= What the task requires =
Copy word for word only the lines in the entries below that run from the line containing "Could you point at the curly" through the last line of the entries, including both ends.

***** Data entries *****

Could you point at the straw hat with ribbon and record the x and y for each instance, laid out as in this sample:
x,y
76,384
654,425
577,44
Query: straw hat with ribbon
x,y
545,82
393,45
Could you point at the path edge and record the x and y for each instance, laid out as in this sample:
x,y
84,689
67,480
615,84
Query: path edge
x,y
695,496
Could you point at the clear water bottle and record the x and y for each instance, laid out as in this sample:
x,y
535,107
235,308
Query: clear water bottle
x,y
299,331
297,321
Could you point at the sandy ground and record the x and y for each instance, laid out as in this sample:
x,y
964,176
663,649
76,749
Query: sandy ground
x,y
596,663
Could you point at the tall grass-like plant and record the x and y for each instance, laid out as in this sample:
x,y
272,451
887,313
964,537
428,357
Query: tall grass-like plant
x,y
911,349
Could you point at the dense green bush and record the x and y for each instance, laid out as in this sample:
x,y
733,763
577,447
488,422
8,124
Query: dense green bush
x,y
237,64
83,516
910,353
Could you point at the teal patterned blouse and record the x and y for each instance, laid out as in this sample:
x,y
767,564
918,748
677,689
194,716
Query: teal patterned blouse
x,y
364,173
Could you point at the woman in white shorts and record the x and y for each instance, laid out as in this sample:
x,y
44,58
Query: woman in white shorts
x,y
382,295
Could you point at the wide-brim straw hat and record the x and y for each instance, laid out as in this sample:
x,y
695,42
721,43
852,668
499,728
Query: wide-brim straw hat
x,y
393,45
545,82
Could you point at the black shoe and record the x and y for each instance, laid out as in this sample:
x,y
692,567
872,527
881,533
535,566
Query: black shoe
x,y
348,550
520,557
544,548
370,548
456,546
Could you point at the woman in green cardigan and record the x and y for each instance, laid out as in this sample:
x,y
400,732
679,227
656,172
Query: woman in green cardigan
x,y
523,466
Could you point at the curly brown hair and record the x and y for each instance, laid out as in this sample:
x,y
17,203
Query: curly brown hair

*****

= Exercise response =
Could you point at the curly brown hair and record the x and y for each instance, laid out as in this sample:
x,y
17,203
Query: curly brown hair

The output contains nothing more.